We like to experiment with anything that can be used as an art tool. We never get bored of reinventing ourselves.
Italian artist Matteo Mauro mixes analog and digital tools to generate artworks with a distinctly contemporary sensibility. His captivating sculptures reference artistic legacy yet provide a refreshing take on a classic genre. The artist, however, does not limit himself to sculpture; the Matteo Mauro Studio creates a broad array of artworks, including paintings, video art, installations, and augmented reality pieces.
INTERVIEW WITH THE ARTIST
Q. Was there a pivotal moment in your life that made you decide to pursue art as a career?
A. It was in my early twenties; I felt unhappy about my life and what I was doing and I was looking for the right path. I have been connected to art from a very young age, as my mother always collected paintings and is a real museum enthusiast. The decision of pursuing a career in art is traceable to the time I started to connect with London’s contemporary art scene. Regularly attending performance art events and visiting artists’ studios, manifested a clear vocation. Then, I decided to not accept an offer to continue to work with Ron Arad Associates; I felt ready to begin my own journey.
Q. You have a background in architecture; does this find its way into your work or do you see the two as distinctly separate disciplines?
A. Despite the
fact that I no longer practice as an Architect, I can clearly see influences of
my studies in my art. The main thing that I notice when I encounter a colleague
artist, is how organized I am in my plans and my studio in comparison, and
how I am able to deal with a team. These are skills that I definitely learned during my
time in architecture. I also see its influence in the way I approach an art
project, the way I plan sculptures and draw them as if they were buildings.

########

Directives
1 - In the Matteo Mauro interview, which firm's offer of continued work did the artist turn down?
2 - Write the next part of the Matteo Mauro interview, picking up after its last sentence.
The material that comes next has no connection to the Matteo Mauro interview.

########

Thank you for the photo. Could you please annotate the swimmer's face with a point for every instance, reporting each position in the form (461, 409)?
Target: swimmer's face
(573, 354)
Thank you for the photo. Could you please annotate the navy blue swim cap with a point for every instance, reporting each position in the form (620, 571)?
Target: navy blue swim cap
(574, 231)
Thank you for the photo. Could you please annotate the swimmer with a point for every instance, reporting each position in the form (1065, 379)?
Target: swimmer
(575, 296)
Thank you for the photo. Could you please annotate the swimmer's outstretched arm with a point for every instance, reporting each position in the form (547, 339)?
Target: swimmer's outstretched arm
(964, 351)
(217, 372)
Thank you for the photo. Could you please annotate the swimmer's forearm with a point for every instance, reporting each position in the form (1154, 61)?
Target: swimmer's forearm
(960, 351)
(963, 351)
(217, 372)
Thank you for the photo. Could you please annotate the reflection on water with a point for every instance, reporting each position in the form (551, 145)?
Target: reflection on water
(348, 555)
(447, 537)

########

Answers to each task
1 - Ron Arad Associates

2 -
However, in architecture, I felt there were too many restrictions, which I don’t
encounter in art. That is why my choice for art/freedom was a natural thing.
Q. You were born in Italy and have spent a significant amount of time in London, what is the main difference in terms of artistic environment and cultural influences between the two for you? Do you think either, or both, have an impact on your work today?
A. Italy is a great country, which still exists as an old-fashioned state. It is not modern but has personality. It is easy to imagine yourself in a time warp while you walk around Italy. London gives you the impression of living at the center of the world where life is worth living. It makes you forget about the rest of the planet. London has taught me what contemporary art is and how varied it can be. The UK has taught me how to make art catchy, Italy has thought me how to make art special.
Q. Your work seems to embrace elements of ancient, classical culture, yet is produced with modern tools. How do you navigate this balance between the old and the new and what would you like to achieve with this re-imagination of the classics?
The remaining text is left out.